● What you need to do
Extract every line of the records below that contains the word "overalls", and reproduce each such line in full.

● Dataset excerpts
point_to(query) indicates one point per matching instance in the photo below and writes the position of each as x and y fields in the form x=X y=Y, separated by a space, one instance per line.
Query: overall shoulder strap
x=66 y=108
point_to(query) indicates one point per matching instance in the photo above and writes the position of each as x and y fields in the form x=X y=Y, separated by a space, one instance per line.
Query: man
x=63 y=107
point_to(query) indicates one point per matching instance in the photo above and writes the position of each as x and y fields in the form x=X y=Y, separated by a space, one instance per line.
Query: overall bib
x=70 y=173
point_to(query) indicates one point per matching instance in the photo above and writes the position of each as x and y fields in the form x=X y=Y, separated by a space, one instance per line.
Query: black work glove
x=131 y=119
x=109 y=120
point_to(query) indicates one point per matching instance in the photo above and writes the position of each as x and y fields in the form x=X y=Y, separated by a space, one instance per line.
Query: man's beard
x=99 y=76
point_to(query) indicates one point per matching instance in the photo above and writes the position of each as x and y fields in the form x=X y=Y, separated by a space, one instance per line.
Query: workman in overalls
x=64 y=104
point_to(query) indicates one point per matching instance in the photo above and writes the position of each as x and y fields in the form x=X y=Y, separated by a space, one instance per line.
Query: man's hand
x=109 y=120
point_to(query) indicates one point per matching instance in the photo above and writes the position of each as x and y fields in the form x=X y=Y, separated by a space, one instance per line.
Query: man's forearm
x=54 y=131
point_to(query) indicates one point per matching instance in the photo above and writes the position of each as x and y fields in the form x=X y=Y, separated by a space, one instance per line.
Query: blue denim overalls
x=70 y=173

● Answer below
Query: workman in overalls
Query: blue denim overalls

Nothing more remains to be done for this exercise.